→ EXERCISE
Copy the material below from the line that contains "For the mapping pass, tag each instance of the child's hand" through the end, swapping in "a single dot" wherever "one dot" appears and leaving everything else the same.

[Lines of data]
— begin —
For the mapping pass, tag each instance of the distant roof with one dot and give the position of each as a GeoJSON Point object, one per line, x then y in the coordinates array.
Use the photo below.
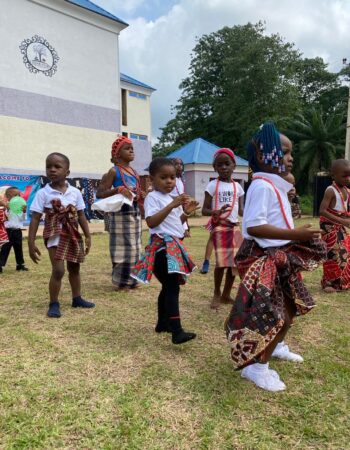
{"type": "Point", "coordinates": [200, 151]}
{"type": "Point", "coordinates": [131, 80]}
{"type": "Point", "coordinates": [86, 4]}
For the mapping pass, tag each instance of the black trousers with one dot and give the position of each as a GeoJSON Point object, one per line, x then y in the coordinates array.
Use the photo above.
{"type": "Point", "coordinates": [15, 241]}
{"type": "Point", "coordinates": [168, 299]}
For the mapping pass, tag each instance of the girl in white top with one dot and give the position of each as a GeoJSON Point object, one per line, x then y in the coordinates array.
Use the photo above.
{"type": "Point", "coordinates": [269, 264]}
{"type": "Point", "coordinates": [223, 201]}
{"type": "Point", "coordinates": [165, 255]}
{"type": "Point", "coordinates": [335, 223]}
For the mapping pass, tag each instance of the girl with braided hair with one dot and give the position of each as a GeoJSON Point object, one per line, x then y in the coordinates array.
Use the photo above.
{"type": "Point", "coordinates": [269, 262]}
{"type": "Point", "coordinates": [124, 225]}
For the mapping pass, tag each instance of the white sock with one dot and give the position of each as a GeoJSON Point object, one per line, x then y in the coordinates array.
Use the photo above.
{"type": "Point", "coordinates": [261, 367]}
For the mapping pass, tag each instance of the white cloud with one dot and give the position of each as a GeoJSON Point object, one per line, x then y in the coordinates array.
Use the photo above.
{"type": "Point", "coordinates": [158, 52]}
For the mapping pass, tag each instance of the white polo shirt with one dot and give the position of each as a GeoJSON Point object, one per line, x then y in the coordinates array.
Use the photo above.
{"type": "Point", "coordinates": [155, 201]}
{"type": "Point", "coordinates": [45, 195]}
{"type": "Point", "coordinates": [262, 207]}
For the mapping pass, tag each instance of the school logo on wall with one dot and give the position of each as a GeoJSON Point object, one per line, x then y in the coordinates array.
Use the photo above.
{"type": "Point", "coordinates": [39, 55]}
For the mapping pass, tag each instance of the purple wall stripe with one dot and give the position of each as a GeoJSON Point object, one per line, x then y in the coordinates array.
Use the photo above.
{"type": "Point", "coordinates": [27, 105]}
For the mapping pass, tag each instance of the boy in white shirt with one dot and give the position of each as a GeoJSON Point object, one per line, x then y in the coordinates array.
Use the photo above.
{"type": "Point", "coordinates": [165, 255]}
{"type": "Point", "coordinates": [223, 202]}
{"type": "Point", "coordinates": [13, 225]}
{"type": "Point", "coordinates": [271, 292]}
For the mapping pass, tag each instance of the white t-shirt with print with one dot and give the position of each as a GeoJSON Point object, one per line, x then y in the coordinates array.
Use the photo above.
{"type": "Point", "coordinates": [155, 201]}
{"type": "Point", "coordinates": [43, 199]}
{"type": "Point", "coordinates": [225, 196]}
{"type": "Point", "coordinates": [262, 207]}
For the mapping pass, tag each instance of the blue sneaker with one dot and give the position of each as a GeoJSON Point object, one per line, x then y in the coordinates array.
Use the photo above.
{"type": "Point", "coordinates": [205, 266]}
{"type": "Point", "coordinates": [79, 302]}
{"type": "Point", "coordinates": [54, 310]}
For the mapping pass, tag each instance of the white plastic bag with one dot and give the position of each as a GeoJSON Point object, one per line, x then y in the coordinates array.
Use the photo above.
{"type": "Point", "coordinates": [111, 204]}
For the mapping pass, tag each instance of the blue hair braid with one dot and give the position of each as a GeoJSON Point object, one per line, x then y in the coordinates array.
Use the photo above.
{"type": "Point", "coordinates": [268, 140]}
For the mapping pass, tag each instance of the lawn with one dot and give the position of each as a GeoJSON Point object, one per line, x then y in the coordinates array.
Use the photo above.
{"type": "Point", "coordinates": [103, 379]}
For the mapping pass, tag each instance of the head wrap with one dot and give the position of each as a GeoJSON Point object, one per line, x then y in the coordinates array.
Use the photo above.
{"type": "Point", "coordinates": [118, 144]}
{"type": "Point", "coordinates": [268, 141]}
{"type": "Point", "coordinates": [226, 151]}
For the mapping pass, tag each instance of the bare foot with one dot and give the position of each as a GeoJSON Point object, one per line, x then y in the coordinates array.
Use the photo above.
{"type": "Point", "coordinates": [215, 303]}
{"type": "Point", "coordinates": [227, 300]}
{"type": "Point", "coordinates": [329, 290]}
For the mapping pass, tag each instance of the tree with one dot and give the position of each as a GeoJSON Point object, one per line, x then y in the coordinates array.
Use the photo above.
{"type": "Point", "coordinates": [238, 77]}
{"type": "Point", "coordinates": [319, 138]}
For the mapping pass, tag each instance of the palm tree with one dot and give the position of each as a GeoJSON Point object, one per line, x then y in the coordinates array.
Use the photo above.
{"type": "Point", "coordinates": [318, 138]}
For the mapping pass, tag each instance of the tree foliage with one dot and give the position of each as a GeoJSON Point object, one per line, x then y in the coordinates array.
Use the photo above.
{"type": "Point", "coordinates": [318, 138]}
{"type": "Point", "coordinates": [240, 77]}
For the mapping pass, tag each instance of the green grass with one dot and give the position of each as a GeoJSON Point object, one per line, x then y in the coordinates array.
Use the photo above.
{"type": "Point", "coordinates": [103, 379]}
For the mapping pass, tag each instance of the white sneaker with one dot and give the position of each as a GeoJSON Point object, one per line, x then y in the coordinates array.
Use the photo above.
{"type": "Point", "coordinates": [282, 352]}
{"type": "Point", "coordinates": [265, 379]}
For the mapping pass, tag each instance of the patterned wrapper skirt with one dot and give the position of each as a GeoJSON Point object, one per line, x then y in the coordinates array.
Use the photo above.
{"type": "Point", "coordinates": [227, 239]}
{"type": "Point", "coordinates": [178, 259]}
{"type": "Point", "coordinates": [336, 268]}
{"type": "Point", "coordinates": [270, 277]}
{"type": "Point", "coordinates": [124, 244]}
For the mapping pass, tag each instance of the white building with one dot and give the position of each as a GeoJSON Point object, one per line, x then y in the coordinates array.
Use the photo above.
{"type": "Point", "coordinates": [60, 88]}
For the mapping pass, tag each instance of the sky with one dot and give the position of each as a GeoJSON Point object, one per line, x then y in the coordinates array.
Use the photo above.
{"type": "Point", "coordinates": [156, 47]}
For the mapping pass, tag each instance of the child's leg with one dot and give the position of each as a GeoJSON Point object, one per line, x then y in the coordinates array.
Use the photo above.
{"type": "Point", "coordinates": [74, 278]}
{"type": "Point", "coordinates": [75, 284]}
{"type": "Point", "coordinates": [56, 275]}
{"type": "Point", "coordinates": [171, 291]}
{"type": "Point", "coordinates": [226, 293]}
{"type": "Point", "coordinates": [208, 251]}
{"type": "Point", "coordinates": [18, 248]}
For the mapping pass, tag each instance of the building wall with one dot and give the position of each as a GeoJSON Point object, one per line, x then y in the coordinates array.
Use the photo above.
{"type": "Point", "coordinates": [77, 110]}
{"type": "Point", "coordinates": [138, 111]}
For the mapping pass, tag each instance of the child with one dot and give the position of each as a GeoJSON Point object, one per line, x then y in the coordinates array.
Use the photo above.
{"type": "Point", "coordinates": [223, 201]}
{"type": "Point", "coordinates": [180, 189]}
{"type": "Point", "coordinates": [335, 222]}
{"type": "Point", "coordinates": [63, 206]}
{"type": "Point", "coordinates": [14, 225]}
{"type": "Point", "coordinates": [124, 225]}
{"type": "Point", "coordinates": [165, 254]}
{"type": "Point", "coordinates": [3, 217]}
{"type": "Point", "coordinates": [271, 292]}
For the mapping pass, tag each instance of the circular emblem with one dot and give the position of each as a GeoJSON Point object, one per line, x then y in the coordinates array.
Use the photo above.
{"type": "Point", "coordinates": [39, 55]}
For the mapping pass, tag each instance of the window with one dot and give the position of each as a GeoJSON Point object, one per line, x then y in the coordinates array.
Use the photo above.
{"type": "Point", "coordinates": [137, 95]}
{"type": "Point", "coordinates": [124, 108]}
{"type": "Point", "coordinates": [139, 137]}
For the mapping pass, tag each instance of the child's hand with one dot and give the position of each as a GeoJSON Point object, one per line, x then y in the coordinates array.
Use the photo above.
— end —
→ WORKED ANSWER
For the mapping pass, tag each instance of the child's hand with a single dot and give the position of each as a GeoJSON Point object, one per line, x then y in the coordinates array.
Use the photo above.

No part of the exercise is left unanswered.